START Page text
In the hectic days leading up to the wedding, Brett and Laura were with me in New Orleans. Back when we'd found out he was terminal in June of this year, I asked him if he would accompany me so we could spend some much-needed time together. He agreed. When the diagnosis got worse, I invited Laura to come along also -- not knowing that the trip dates would be the four days leading up to their impromptu nuptials. We had a great time sightseeing. I'll never forget Brett and Laura dancing on a dinner cruise along the Mississippi on an old paddle boat. They danced like they didn't have a care in the world!
Meanwhile, friends and family were arriving in San Diego from all over the country. It took all of the bride's family savings to fly in last-minute from St. Louis. People took time off work and made long drives from Northern California, Idaho, and Seattle. At one point, we wondered whether we'd all have to sleep on people's couches; we even joked about piling eight people into the gorgeous bridal suite that La Valencia had kindly donated. But it all worked out amazingly, with the Embassy Suites La Jolla stepping in with rooms one day before the event.
END Page text
START Available data
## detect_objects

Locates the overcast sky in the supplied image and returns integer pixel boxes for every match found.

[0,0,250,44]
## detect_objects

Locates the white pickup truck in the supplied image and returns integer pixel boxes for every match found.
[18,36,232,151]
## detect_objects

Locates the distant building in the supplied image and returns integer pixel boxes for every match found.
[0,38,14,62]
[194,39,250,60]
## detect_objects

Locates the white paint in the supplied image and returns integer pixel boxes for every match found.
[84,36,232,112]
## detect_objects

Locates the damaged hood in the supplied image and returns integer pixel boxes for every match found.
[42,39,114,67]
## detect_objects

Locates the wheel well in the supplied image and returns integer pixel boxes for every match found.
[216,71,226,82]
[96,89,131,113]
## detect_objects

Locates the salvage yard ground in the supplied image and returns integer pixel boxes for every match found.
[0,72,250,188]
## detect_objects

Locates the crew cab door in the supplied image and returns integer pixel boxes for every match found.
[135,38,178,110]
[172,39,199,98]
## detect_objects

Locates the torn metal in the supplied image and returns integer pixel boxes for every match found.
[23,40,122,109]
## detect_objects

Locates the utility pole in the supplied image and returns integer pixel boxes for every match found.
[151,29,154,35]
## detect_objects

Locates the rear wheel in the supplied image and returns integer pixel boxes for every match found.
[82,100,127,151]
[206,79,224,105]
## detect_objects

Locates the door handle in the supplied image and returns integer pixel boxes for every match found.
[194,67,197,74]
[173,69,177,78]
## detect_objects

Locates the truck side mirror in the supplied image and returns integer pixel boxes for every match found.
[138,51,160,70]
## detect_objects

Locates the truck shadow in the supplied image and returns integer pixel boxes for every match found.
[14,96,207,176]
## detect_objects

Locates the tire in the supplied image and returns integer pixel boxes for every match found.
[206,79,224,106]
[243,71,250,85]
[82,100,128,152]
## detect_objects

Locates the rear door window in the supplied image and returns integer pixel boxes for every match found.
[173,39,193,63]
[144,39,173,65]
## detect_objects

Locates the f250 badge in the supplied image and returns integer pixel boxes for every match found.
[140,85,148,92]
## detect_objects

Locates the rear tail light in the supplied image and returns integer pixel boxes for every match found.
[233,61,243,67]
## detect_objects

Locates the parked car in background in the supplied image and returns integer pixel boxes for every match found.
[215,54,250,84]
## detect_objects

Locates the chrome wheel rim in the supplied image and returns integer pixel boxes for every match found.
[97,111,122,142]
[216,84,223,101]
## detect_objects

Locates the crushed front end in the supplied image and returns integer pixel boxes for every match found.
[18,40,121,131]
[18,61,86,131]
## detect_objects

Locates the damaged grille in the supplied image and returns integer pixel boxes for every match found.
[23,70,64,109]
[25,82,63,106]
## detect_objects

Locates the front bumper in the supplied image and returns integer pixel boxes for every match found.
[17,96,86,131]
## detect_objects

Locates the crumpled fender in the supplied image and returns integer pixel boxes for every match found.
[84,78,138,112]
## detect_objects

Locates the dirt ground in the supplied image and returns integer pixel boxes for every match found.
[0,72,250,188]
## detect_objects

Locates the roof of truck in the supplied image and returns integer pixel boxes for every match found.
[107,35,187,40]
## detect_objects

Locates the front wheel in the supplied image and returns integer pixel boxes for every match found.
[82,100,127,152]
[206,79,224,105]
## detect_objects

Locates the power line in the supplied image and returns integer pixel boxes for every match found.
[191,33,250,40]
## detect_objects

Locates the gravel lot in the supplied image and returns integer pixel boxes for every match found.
END Available data
• _Questions to answer_:
[A] Answer these questions using the wedding passage:
(i) In which city were Brett and Laura in the days leading up to the wedding?
(ii) From which city did the bride's family fly in?
(iii) Which hotel provided rooms one day before the event?
[B] According to the wedding passage, from which places did people make long drives to San Diego? List every one.
[C] Copy the wedding passage exactly from "In the hectic" to "in the world!".

• _List of answers_:
[A]
(i) New Orleans
(ii) St. Louis
(iii) The Embassy Suites La Jolla

[B] Northern California, Idaho, Seattle

[C]
In the hectic days leading up to the wedding, Brett and Laura were with me in New Orleans. Back when we'd found out he was terminal in June of this year, I asked him if he would accompany me so we could spend some much-needed time together. He agreed. When the diagnosis got worse, I invited Laura to come along also -- not knowing that the trip dates would be the four days leading up to their impromptu nuptials. We had a great time sightseeing. I'll never forget Brett and Laura dancing on a dinner cruise along the Mississippi on an old paddle boat. They danced like they didn't have a care in the world!